RECORD EXCERPTS:
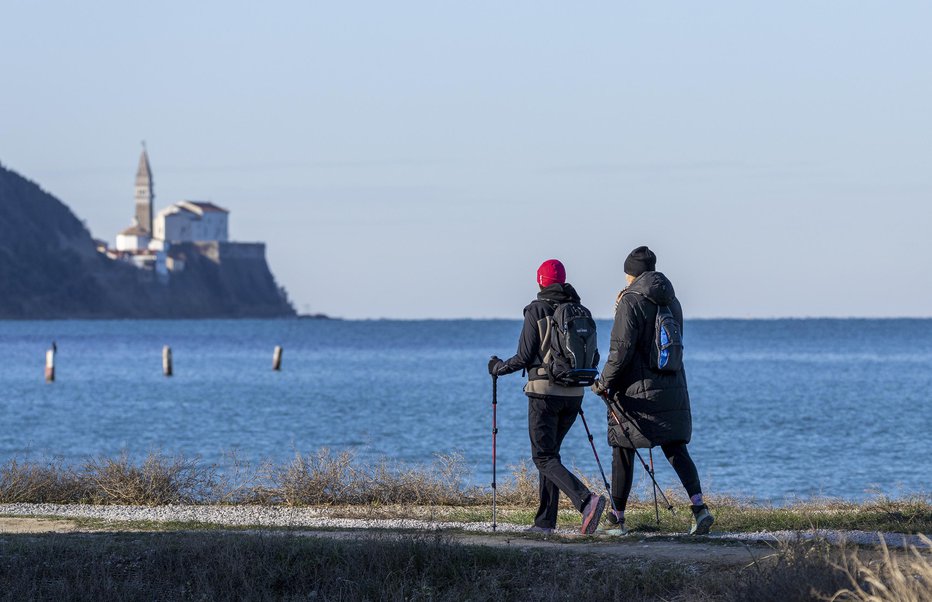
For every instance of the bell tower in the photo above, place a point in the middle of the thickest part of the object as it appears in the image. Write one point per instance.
(144, 193)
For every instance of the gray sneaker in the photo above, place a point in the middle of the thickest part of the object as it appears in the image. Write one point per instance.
(703, 520)
(592, 512)
(613, 525)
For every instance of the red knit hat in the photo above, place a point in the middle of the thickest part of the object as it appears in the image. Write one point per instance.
(550, 272)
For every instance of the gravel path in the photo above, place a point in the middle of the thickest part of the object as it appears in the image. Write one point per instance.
(317, 518)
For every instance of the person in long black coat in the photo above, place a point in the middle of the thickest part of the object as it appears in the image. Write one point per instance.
(647, 407)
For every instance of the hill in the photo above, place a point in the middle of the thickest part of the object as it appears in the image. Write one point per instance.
(50, 268)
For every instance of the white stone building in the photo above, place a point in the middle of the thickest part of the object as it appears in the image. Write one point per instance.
(192, 221)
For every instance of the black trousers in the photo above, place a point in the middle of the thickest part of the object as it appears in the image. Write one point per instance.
(623, 471)
(549, 419)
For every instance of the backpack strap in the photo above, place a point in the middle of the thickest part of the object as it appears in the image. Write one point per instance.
(545, 330)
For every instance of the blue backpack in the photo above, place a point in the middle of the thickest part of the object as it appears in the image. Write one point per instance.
(666, 354)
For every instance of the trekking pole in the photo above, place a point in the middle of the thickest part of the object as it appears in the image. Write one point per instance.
(597, 461)
(494, 437)
(650, 454)
(650, 473)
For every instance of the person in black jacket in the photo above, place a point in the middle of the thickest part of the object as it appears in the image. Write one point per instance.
(552, 409)
(647, 407)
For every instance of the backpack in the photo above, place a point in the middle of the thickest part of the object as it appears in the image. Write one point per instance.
(666, 351)
(573, 355)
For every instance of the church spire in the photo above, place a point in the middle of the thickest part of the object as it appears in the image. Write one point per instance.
(144, 192)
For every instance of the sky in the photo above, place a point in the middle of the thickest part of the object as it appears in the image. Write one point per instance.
(421, 159)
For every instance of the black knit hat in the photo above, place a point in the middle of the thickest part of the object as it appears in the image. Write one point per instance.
(639, 261)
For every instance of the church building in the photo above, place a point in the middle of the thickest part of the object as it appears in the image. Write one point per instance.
(187, 221)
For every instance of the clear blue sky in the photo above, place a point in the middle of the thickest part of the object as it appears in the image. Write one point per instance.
(419, 159)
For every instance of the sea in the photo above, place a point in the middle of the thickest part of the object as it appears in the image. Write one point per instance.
(783, 410)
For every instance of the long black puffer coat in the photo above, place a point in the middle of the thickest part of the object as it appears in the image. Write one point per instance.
(655, 405)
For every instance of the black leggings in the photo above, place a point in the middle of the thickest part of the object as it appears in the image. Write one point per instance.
(623, 471)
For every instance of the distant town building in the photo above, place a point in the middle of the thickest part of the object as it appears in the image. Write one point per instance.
(178, 234)
(145, 194)
(192, 221)
(133, 239)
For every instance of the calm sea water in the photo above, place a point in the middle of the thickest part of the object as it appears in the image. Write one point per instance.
(782, 409)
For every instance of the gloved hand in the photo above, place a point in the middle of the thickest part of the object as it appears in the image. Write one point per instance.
(599, 389)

EXERCISE DETAILS:
Give every line back word for word and leave the pictures out.

ANSWER BELOW:
For every instance of the bell tower in the photo above, place a point in the middle of the thickest part of the object as it appears in the image. Write one point per instance.
(144, 193)
For every instance of the gray sneaker in the photo above, place a point in the middle of the thickest part of the object as it appears in the image. Write one point per instance.
(703, 520)
(592, 512)
(613, 525)
For every instance of the red knit hat in the photo above, place a point in the middle of the thickest part of the object as it appears in the image. Write one point per instance.
(550, 272)
For every instance of the gravel path in the photo above, place a point in the middle of the thickest part of the object as it appears in the image. Write one point per instance.
(317, 518)
For every instance of the person in long black coat in the photo above, place a point in the middle of the thickest part of the object as it appears in the image. Write one point per instance.
(647, 407)
For every instance of the hill in the photo above, place a point in the middle of the thickest part of the object as it appears in the image. Write one point per instance.
(50, 268)
For every instance of the white stone building in the photo above, place a point in the middle of the thickest part of the object as it appears in the image. Write one point per instance.
(192, 221)
For every instance of the black trousers in the photo above, place a point in the middle of the thickest part of the object as it appears in the image. Write one point per instance.
(623, 471)
(549, 419)
For every instance of the backpack strap in the photo above, place a point in the middle of the thickest part of the object as it appears in the image. Write one point per instance.
(545, 330)
For every instance of the blue backpack in the photo above, place a point in the middle of the thickest part of the object as it appears in the image. Write one point per instance.
(666, 354)
For every instance of the trekking pole in the photo above, place a point in the middle of the thickest part of the object as it appears in the image. Write one point per instance.
(597, 461)
(494, 437)
(650, 454)
(650, 473)
For every instance of the person in black jacket in the photo above, place a point in the middle of the thickest part of the object as it appears in the image. Write one point per instance.
(552, 409)
(647, 407)
For every instance of the backpack in the photo above, place a point in the middle of the thickest part of the object as it appears in the image. Write one point per instance.
(666, 351)
(573, 355)
For every instance of the church spire in the photo above, place a point in the middle of the thickest part of the object as it appears in the image. Write one point per instance.
(144, 192)
For every instance of the sky in the photo above, place a point in the middle of the thickest part of the object as it appears in the image. Write one point per instance.
(421, 159)
For every instance of the black knit hat in the photo above, place a point in the middle of the thickest part of the object as it appears in the image. Write one point per instance.
(639, 261)
For every instance of the church building in the photo above, place a point in the middle of the thickest part of the object as it appears in the image. Write one point per instance.
(187, 221)
For every instance of the clear blue sky in the photo above, place a point in the middle of the thickest part of the object as it appears in the image. Write one point per instance.
(419, 159)
For every instance of the sea in the photo above, place a point in the middle of the thickest part of the object as it appears in the image. Write one point per instance.
(783, 410)
For every instance of the long black puffer coat in the photo above, place a point in the middle of the thickest part of the object as it appears in the image. Write one point per instance.
(655, 405)
For every instance of the black leggings in the photo above, place a point in the middle of the thickest part of the object as it appears in the image. Write one point per instance.
(623, 471)
For every instance of the distant town building in the photo above, place a point in the middle of the thickest part of the object as it appears in the image. Write one point per instance.
(178, 234)
(145, 194)
(192, 221)
(133, 239)
For every instance of the calm sea water in the photo above, place a point in the middle of the thickest part of the object as it appears in the image. Write one point per instance.
(782, 409)
For every instance of the gloved hand in the photo above, place a point in the middle of the thickest part of the object as it appears in the image. Write one point per instance.
(599, 389)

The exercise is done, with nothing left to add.